↓↓↓
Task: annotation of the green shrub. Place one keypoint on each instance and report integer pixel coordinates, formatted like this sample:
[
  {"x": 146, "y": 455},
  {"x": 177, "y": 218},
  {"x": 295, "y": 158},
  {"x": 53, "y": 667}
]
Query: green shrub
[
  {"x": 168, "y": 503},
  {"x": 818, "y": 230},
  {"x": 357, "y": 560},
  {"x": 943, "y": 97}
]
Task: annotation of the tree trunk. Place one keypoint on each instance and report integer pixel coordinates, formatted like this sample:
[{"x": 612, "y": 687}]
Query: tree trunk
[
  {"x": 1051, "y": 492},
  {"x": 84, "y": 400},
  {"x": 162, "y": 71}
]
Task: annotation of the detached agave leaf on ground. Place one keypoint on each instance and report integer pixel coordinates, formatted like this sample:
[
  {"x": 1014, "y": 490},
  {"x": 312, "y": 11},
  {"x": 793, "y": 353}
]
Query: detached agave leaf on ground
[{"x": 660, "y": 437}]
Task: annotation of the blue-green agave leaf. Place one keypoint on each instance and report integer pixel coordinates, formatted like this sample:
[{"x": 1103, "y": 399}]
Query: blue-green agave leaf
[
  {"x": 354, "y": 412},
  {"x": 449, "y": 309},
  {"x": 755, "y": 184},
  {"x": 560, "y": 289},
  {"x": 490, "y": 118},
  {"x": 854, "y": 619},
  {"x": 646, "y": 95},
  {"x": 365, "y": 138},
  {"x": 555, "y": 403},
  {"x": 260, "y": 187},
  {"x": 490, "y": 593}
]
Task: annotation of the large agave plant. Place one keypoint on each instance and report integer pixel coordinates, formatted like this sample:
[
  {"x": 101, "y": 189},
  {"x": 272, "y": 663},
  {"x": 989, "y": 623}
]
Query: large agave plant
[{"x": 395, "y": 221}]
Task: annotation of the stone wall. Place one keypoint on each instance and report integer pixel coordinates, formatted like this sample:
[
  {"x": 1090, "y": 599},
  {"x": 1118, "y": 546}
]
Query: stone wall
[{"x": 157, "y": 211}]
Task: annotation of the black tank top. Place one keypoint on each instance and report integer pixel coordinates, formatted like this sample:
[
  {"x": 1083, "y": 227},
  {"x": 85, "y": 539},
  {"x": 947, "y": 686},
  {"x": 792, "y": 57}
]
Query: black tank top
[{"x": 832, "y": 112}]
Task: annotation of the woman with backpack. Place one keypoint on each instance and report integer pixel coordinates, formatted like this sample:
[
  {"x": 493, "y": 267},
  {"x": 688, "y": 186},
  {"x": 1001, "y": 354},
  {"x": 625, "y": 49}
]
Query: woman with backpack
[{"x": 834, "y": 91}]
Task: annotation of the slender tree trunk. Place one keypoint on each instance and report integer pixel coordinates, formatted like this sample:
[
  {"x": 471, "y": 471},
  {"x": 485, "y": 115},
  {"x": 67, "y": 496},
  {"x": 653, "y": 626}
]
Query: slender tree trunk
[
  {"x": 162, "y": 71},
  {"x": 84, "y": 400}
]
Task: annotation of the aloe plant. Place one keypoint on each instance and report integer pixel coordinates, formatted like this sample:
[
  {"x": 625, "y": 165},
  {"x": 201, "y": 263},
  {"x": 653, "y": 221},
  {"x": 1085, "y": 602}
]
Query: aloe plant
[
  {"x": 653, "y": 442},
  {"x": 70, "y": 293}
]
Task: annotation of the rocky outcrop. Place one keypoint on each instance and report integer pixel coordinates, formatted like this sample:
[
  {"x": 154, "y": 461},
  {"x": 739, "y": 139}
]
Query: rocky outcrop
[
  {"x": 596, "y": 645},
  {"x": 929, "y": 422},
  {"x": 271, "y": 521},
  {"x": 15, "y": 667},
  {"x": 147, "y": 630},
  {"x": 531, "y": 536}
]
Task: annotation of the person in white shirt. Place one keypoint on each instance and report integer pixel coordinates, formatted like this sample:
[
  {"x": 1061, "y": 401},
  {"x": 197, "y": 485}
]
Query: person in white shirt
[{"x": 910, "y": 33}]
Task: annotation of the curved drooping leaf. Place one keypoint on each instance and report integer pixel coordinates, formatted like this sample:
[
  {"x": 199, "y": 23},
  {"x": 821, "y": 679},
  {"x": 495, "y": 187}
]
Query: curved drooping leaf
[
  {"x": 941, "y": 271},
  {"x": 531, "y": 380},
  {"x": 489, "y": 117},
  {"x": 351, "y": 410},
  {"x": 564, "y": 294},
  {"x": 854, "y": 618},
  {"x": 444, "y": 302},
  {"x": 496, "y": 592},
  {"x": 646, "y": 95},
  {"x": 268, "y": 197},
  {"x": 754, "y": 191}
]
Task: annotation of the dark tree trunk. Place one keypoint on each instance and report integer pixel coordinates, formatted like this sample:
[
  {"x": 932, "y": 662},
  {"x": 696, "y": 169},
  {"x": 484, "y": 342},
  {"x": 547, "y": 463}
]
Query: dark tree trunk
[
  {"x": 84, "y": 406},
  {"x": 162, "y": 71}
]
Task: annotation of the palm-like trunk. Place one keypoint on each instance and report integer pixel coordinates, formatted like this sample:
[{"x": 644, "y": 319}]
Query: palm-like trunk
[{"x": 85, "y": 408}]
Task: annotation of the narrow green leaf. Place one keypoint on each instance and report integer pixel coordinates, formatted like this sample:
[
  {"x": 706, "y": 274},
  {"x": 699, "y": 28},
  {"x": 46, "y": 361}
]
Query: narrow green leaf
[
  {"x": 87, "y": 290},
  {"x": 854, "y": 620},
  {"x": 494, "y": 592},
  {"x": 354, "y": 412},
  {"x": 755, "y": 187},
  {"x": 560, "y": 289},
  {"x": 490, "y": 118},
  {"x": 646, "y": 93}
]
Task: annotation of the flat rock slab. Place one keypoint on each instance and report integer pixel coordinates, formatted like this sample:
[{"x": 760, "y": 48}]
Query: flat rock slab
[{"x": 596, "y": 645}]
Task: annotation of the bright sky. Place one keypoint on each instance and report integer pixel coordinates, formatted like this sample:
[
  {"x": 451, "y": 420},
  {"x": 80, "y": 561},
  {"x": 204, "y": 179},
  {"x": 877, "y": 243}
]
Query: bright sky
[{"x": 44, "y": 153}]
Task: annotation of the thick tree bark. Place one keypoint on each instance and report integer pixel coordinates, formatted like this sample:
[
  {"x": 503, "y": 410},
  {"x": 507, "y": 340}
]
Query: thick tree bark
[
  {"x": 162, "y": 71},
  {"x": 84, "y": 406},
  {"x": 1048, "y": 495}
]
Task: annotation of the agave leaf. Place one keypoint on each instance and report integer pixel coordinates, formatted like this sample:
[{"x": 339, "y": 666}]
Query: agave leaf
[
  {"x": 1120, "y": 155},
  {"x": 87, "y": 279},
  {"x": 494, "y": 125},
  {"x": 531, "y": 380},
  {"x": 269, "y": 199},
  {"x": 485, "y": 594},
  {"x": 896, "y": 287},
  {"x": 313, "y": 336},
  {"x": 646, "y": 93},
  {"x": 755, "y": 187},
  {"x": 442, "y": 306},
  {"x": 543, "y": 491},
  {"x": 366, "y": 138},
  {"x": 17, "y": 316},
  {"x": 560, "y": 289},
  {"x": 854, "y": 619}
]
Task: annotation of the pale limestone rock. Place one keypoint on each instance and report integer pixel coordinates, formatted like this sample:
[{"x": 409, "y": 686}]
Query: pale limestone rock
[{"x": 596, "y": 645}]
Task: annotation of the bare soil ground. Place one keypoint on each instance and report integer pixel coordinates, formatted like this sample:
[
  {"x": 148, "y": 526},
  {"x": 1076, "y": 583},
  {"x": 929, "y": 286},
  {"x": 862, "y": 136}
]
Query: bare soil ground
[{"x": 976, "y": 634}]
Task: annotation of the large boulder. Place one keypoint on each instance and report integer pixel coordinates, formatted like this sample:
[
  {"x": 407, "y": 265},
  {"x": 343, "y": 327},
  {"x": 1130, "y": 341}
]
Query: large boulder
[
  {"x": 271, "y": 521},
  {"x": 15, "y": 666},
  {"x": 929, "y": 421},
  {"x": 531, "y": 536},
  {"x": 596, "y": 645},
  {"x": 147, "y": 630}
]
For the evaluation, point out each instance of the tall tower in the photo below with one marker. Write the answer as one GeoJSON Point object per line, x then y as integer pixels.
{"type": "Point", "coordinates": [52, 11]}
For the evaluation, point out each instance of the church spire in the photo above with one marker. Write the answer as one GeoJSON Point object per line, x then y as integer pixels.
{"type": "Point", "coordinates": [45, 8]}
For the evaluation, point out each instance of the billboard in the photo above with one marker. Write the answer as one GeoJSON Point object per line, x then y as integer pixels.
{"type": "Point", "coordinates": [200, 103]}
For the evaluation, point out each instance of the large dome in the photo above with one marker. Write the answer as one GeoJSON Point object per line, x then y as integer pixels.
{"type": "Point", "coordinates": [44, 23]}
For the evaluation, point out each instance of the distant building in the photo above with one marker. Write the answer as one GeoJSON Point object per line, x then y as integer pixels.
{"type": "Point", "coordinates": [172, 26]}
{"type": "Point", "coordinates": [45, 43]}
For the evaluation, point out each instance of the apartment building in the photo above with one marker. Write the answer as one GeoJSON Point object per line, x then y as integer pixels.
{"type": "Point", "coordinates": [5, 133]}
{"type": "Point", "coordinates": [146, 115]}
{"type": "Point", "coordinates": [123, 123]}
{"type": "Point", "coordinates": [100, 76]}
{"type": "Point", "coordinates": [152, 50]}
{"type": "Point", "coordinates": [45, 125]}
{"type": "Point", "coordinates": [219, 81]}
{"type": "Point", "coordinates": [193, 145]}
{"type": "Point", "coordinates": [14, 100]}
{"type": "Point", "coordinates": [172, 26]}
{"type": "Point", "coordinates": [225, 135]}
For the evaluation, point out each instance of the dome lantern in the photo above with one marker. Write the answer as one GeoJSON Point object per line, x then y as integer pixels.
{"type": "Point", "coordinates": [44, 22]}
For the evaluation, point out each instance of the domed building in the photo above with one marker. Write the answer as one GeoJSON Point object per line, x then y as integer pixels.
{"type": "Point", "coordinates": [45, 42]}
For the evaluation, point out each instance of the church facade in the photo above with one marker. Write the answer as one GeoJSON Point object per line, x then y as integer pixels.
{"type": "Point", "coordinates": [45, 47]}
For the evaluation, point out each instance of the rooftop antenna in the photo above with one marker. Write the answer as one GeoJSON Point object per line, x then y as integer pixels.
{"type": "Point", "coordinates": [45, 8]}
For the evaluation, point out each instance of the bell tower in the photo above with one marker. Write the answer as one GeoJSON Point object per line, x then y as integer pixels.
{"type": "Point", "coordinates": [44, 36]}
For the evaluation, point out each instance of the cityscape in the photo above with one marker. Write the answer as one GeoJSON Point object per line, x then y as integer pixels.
↑↑↑
↓↓↓
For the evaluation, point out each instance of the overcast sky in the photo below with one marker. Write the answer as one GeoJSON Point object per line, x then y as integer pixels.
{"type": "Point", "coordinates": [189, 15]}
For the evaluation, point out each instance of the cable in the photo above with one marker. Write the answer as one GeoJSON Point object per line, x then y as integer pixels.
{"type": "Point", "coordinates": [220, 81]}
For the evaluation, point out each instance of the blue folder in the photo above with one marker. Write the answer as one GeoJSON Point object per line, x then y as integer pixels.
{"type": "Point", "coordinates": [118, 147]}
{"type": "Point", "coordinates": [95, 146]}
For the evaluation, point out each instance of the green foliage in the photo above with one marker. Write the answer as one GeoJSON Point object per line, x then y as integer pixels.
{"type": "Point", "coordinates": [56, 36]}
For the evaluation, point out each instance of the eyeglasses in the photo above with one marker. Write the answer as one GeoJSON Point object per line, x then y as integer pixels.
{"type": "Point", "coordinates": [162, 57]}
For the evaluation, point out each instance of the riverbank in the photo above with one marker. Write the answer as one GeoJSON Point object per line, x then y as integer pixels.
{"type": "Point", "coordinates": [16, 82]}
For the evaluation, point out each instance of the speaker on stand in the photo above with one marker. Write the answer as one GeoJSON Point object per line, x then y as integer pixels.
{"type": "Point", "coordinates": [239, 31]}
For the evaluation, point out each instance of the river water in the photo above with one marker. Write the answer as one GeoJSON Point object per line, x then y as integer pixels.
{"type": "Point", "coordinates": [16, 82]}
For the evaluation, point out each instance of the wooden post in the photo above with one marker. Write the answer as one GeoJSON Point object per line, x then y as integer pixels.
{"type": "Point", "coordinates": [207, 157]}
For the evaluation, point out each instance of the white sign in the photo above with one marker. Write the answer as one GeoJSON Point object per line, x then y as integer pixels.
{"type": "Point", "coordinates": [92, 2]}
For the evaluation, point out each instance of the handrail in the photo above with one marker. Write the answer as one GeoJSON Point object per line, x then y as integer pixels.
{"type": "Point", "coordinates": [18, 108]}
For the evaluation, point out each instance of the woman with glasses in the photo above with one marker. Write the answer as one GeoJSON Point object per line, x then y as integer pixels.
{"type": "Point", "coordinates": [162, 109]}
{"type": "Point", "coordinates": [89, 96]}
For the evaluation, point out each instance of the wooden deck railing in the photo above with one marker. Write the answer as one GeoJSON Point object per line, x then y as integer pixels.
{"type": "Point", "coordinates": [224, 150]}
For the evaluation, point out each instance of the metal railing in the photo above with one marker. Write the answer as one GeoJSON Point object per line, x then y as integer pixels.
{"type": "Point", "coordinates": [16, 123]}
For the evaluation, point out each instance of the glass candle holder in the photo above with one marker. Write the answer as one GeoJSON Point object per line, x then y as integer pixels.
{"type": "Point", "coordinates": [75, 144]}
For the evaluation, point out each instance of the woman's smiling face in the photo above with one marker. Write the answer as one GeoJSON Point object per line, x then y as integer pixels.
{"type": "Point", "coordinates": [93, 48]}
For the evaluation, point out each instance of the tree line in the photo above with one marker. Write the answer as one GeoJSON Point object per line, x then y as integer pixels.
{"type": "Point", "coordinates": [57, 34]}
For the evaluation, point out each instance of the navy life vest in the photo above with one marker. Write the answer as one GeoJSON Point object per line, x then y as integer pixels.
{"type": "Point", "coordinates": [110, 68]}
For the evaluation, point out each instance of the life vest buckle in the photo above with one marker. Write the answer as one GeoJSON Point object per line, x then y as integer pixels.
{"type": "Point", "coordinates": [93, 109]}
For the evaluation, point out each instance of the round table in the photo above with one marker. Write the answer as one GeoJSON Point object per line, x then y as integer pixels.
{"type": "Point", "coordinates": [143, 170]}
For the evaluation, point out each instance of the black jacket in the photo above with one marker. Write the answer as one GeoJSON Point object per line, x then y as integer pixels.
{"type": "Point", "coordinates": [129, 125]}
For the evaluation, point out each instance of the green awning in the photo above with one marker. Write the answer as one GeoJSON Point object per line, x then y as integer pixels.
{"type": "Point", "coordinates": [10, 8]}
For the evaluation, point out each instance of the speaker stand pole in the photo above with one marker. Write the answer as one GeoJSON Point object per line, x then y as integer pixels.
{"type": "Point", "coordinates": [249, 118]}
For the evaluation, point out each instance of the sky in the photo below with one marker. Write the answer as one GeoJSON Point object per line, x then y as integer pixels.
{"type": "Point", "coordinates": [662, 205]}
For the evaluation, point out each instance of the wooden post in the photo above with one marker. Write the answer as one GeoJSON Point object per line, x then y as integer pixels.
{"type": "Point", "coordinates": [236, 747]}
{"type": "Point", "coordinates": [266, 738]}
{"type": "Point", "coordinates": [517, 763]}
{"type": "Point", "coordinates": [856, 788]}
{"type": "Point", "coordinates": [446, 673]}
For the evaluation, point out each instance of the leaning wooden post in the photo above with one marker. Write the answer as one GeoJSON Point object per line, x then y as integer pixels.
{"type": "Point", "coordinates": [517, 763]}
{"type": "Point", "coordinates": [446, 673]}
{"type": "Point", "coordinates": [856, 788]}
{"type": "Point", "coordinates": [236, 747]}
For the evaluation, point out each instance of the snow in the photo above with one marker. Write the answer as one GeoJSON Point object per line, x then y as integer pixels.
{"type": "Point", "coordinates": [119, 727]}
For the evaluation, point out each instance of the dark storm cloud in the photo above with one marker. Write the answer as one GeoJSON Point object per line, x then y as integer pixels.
↑↑↑
Gather every line of the entries above that contains the string "bright", copying each line in full. Matching is case-sensitive.

Answer to the exercise
Task: annotation of the bright sky. Place one keypoint on each instance and report integer pixel coordinates, formatted like this sample:
Query: bright sky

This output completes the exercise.